## [Entries shown]
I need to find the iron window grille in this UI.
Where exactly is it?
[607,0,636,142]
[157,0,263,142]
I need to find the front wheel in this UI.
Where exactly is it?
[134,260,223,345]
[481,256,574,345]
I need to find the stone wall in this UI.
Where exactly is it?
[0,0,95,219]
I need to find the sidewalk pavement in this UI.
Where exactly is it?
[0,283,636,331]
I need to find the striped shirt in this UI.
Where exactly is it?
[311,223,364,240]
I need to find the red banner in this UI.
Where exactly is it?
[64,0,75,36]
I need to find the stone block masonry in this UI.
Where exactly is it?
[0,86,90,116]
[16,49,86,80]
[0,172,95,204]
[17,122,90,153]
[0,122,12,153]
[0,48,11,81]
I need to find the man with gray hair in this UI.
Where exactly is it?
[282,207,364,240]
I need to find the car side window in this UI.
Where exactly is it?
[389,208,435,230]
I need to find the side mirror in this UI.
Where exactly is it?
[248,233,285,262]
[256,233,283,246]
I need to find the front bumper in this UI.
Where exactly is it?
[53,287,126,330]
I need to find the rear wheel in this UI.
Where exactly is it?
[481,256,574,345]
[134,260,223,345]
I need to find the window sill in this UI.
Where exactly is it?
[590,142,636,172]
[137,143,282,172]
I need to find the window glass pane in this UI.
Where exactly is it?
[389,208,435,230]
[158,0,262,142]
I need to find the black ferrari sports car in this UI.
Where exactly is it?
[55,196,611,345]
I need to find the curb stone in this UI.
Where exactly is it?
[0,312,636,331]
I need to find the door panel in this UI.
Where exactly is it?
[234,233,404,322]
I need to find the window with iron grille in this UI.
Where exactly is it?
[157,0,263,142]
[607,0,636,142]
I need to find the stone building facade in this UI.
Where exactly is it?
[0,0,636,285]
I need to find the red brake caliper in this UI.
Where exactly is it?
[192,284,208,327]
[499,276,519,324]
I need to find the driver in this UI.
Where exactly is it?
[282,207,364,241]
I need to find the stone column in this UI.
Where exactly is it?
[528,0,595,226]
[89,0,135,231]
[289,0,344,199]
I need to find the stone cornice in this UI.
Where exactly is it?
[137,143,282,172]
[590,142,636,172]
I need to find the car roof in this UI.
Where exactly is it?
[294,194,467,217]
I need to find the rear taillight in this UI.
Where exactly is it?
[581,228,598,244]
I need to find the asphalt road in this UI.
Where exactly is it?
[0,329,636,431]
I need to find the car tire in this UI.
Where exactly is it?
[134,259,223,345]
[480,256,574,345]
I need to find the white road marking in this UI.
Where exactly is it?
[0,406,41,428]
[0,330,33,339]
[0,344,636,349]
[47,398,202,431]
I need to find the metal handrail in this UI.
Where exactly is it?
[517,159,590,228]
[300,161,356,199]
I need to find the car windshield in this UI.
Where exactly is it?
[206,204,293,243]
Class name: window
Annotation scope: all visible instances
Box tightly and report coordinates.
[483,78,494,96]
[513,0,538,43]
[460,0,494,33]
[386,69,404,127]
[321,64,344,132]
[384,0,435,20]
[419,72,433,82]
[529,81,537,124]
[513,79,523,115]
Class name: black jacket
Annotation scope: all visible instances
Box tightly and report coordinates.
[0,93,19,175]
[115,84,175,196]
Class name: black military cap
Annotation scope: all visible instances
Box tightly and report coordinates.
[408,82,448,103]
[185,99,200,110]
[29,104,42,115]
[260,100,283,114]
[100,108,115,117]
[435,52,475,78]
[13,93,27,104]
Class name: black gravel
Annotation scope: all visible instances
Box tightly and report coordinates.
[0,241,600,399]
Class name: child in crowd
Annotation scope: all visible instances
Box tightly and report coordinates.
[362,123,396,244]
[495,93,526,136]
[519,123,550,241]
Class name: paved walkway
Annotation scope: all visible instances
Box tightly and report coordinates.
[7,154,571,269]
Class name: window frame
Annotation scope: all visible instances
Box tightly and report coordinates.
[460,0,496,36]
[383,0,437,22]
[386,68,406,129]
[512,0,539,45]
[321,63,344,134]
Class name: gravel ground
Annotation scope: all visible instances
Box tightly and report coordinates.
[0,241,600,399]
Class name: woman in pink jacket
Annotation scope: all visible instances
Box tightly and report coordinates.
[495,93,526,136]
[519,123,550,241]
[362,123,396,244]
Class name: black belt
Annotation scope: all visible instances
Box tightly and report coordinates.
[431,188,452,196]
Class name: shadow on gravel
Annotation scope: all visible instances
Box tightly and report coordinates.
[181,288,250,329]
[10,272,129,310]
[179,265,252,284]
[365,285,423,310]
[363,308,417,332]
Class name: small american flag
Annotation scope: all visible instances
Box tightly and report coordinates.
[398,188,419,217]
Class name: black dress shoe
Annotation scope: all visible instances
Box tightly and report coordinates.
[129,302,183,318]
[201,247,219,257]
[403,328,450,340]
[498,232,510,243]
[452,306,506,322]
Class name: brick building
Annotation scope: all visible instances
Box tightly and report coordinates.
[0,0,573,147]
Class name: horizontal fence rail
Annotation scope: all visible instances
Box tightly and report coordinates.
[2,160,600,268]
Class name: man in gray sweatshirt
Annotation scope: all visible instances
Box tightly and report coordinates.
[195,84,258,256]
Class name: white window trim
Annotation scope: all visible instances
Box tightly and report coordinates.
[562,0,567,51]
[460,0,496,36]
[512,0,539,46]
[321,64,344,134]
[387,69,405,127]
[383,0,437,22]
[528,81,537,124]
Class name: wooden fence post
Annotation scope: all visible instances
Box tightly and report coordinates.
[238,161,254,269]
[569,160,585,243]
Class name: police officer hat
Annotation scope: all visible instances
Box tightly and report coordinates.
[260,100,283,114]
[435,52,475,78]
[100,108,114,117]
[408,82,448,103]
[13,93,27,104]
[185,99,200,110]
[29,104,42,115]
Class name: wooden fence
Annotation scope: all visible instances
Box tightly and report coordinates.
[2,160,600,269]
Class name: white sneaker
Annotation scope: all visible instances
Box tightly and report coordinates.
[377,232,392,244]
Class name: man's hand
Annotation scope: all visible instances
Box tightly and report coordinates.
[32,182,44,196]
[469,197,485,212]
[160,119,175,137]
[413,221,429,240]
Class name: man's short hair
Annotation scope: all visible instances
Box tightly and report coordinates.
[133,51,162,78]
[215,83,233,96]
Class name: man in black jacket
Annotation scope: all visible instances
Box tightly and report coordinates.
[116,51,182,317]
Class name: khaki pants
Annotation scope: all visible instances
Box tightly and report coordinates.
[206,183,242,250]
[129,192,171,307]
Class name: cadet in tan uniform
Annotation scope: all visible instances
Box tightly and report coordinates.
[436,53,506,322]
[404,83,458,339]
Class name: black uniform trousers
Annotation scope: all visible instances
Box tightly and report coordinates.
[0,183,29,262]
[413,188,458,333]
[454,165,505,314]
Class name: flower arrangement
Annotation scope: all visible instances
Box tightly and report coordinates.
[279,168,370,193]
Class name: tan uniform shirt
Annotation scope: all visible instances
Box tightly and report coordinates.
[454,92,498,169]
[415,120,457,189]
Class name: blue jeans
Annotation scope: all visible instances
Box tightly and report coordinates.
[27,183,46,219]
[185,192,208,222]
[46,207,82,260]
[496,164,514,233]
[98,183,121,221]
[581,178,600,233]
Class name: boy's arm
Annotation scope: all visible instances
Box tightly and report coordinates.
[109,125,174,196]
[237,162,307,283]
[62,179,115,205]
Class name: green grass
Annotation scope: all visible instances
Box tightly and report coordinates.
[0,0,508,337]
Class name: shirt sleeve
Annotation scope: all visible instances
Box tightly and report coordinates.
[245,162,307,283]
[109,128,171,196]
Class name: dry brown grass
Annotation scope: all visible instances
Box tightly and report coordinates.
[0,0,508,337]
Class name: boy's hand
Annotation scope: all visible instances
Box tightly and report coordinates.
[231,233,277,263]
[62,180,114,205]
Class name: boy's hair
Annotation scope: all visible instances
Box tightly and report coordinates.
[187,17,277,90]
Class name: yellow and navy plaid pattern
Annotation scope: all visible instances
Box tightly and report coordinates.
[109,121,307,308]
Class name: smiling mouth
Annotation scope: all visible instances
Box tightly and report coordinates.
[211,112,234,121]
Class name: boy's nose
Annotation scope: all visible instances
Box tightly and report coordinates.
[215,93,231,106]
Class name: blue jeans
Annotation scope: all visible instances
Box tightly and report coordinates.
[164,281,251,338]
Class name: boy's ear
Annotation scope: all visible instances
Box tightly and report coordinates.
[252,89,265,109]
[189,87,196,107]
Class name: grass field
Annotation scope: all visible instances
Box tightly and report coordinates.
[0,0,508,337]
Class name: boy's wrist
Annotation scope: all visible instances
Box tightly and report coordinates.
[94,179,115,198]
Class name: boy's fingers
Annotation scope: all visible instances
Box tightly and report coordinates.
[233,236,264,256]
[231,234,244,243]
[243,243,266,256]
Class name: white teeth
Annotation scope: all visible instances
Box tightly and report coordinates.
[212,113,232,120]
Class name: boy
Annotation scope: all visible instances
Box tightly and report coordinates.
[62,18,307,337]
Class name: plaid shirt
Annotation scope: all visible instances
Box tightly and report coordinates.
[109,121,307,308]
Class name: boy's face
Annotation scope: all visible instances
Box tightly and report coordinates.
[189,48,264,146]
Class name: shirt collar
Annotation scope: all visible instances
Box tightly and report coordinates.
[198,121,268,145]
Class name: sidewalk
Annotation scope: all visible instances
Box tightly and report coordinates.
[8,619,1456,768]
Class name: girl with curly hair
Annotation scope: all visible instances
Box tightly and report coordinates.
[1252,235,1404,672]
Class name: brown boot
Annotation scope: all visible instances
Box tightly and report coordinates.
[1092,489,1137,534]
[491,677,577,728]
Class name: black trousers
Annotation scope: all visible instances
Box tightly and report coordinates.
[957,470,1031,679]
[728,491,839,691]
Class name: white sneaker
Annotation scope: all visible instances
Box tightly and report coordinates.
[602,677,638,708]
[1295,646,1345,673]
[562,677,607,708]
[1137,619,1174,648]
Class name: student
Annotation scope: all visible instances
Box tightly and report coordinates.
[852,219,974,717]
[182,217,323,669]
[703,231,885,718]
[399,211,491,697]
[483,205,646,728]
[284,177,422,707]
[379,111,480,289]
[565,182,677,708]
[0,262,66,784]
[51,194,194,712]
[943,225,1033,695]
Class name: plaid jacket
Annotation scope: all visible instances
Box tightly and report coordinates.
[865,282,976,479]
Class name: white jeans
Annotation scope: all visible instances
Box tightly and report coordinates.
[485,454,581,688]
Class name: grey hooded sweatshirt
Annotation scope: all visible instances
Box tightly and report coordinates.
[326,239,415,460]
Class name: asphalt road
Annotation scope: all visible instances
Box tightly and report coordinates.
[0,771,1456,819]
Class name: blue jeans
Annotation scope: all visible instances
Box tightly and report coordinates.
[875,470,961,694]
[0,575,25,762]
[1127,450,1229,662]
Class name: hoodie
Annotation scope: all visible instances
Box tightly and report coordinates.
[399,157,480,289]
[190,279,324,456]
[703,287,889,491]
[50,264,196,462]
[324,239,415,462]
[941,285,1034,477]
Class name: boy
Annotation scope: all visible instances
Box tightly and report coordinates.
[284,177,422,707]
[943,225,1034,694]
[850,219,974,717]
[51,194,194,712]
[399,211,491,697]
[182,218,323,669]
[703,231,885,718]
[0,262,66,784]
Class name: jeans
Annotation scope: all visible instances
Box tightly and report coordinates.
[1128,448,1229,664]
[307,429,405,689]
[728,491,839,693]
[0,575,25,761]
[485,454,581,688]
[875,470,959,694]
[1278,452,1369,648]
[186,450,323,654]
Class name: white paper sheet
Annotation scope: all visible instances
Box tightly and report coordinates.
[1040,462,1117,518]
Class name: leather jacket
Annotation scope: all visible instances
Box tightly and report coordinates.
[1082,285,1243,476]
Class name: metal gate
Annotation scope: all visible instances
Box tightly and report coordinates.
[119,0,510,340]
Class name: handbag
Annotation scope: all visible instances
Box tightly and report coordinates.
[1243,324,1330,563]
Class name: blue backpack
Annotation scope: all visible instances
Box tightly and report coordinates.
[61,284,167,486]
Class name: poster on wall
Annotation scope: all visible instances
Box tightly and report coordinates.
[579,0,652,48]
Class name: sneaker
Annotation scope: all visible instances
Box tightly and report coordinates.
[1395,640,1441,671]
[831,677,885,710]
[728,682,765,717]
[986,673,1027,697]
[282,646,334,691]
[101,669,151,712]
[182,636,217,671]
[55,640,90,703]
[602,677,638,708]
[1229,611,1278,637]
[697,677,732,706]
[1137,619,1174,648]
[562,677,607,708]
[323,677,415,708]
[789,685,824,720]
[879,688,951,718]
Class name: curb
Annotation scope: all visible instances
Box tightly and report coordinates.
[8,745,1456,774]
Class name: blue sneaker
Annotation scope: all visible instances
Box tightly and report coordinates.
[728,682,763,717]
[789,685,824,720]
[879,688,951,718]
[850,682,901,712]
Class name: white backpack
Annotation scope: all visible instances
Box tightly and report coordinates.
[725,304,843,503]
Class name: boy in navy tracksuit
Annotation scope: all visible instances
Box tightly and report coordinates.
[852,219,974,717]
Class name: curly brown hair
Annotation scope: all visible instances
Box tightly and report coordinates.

## [What you are asked to do]
Starting at the line that contains "Class name: white paper sheet" and ending after the line that contains "[1082,285,1243,476]", write those items out again, switching "leather jacket" to "denim jacket" and keeping everything else the same.

## [Answer to this exercise]
Class name: white paper sheet
Annotation scope: all visible instances
Box tightly and report coordinates.
[1040,462,1117,518]
Class name: denim jacket
Annotation scope: all visible instances
Box tightly and report coordinates.
[1082,285,1243,476]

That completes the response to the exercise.